== TASK DESCRIPTION ==
Repeat the data word for word, excluding every picture.

== DATA TO PROCESS ==
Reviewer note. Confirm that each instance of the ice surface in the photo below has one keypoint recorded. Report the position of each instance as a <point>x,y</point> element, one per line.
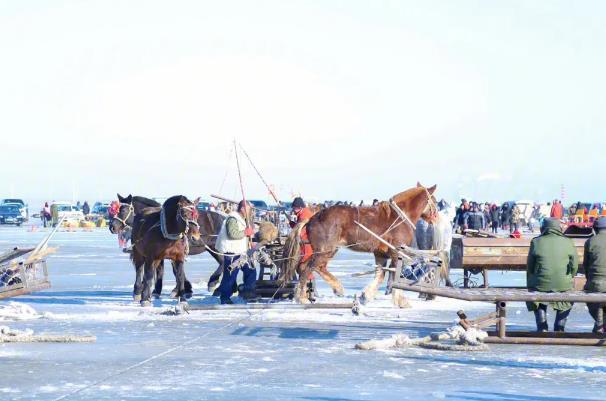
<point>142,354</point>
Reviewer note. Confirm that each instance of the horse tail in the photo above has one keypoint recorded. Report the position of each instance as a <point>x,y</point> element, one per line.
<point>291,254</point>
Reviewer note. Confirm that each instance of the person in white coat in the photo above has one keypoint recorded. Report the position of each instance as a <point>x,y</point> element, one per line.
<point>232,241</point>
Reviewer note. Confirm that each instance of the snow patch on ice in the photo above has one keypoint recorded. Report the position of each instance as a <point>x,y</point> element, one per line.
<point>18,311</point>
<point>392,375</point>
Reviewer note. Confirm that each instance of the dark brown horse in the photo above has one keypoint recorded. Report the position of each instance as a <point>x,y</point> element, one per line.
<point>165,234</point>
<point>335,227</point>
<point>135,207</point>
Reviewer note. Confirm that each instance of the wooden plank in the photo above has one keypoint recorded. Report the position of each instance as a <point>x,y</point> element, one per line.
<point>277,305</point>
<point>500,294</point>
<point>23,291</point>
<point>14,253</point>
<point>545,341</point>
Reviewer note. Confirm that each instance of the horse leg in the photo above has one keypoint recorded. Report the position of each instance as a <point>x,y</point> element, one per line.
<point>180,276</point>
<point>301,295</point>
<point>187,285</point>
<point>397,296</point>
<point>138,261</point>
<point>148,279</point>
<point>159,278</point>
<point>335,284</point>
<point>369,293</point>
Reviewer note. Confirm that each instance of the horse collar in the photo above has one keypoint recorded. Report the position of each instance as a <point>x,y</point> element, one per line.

== WRITTEN REPLY ==
Reviewer note. Confirm that each instance of the ice surface in the photo below has one keypoint recorded. Report the position of each instance as a <point>x,y</point> element, one per line.
<point>142,354</point>
Reviewer note. Confirm that each instance of the horse tail in the photo above has one keypoint recorded. Report the position of each instance as a <point>x,y</point> element, one per line.
<point>291,254</point>
Reviewer note. Confirm that each instance of the person in white coat in the photo above has one keypoint recorded. Report the position of each instance as a <point>x,y</point> element, one per line.
<point>232,241</point>
Reviewer note. Confirm that each instance of the snow patch on ice in the photo above has one keypoint recorded. Report the position of each instance as a <point>x,y</point> element, one per line.
<point>18,311</point>
<point>392,375</point>
Reviewer note. Confirm that each instance of the dark brown horse in the photo above has one keypoint recorded. Report the position of each instance as a <point>x,y</point> element, one per line.
<point>165,234</point>
<point>335,227</point>
<point>135,207</point>
Reviewer note. Confirm that each instance of the wooden plank in the photo above has one keypoint recorded. Report the position of each instance as a <point>x,y</point> element, one per line.
<point>277,305</point>
<point>500,294</point>
<point>23,291</point>
<point>14,253</point>
<point>545,341</point>
Reviewer note. Confirm that each instance of the horse leg in the photo above has one keypoint recorded. Report the position of each instance as a <point>x,y</point> element, one per line.
<point>180,276</point>
<point>301,295</point>
<point>187,285</point>
<point>397,296</point>
<point>138,261</point>
<point>148,279</point>
<point>159,278</point>
<point>335,284</point>
<point>369,293</point>
Reviewer note. Confirm that each instance of the horse collar in the photo above has one keypoint recorded. Report the position of each instance as a <point>x,y</point> element, one per line.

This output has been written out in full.